> [Texto de lectura]:
Caminar puede parecer el ejercicio más sencillo del mundo y, sin embargo, posee algunas dificultades un tanto sorprendentes, en particular cuando se le realiza como una actividad orientada a la contemplación, la reflexión o el disfrute de lo simple, estados para los que no siempre estamos dispuestos, máxime en esta época en que vivimos, tan llena de prisa, deber y sofisticaciones superfluas.

> [Datos proporcionados]:

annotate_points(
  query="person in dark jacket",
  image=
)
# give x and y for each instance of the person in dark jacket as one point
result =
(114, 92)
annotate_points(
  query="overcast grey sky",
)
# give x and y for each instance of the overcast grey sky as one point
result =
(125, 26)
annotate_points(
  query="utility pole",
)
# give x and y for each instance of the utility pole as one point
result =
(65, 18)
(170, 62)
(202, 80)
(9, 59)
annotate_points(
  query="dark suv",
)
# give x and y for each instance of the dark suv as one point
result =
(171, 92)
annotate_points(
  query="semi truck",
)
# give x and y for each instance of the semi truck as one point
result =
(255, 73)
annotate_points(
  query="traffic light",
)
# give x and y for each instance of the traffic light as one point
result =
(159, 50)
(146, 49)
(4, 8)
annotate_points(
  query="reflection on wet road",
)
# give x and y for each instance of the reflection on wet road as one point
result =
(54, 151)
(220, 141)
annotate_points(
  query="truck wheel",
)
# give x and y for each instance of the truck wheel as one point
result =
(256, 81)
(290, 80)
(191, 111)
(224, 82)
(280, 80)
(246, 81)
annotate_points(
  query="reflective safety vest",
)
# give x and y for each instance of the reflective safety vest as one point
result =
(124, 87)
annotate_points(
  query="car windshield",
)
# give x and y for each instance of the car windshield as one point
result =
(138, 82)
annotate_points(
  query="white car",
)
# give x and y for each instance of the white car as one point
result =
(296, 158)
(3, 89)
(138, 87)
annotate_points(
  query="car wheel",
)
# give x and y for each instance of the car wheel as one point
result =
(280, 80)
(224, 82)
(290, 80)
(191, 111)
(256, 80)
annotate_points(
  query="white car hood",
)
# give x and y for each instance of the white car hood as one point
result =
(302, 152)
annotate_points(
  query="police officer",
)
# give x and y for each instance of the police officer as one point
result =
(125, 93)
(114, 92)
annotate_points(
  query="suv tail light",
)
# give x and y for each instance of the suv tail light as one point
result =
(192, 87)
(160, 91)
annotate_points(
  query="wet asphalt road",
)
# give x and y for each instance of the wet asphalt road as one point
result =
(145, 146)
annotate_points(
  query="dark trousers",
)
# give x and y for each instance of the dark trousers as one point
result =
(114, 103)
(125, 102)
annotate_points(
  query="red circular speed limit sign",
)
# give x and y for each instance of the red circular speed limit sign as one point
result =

> [Tarea por realizar]:
Continúa el texto sobre caminar a partir de su última oración. Los datos no hacen falta para resolver la tarea.

> [Respuesta al problema]:
Los antiguos sabían que una buena caminata es capaz de aligerar el alma o al menos despejarla. Los pensamientos se avivan y a veces incluso las fuerzas se reponen. Caminar ayuda a que la mente vagabundee un poco, lo suficiente para ver la cercanía de ideas que se creía lejanas, por ejemplo, para fantasear o tan sólo para entregarse al pensar en cualquier cosa. Además, claro, cuando la caminata se realiza en un paisaje agradable al exterior, los sentidos se complacen en la belleza que los circunda, que puede ser natural –la de un bosque o una playa, digamos–, pero también la de esa particular artificialidad humana, de la que también formamos parte, y que puede expresarse en un jardín, un vecindario de arquitectura admirable o algún otro paisaje similar.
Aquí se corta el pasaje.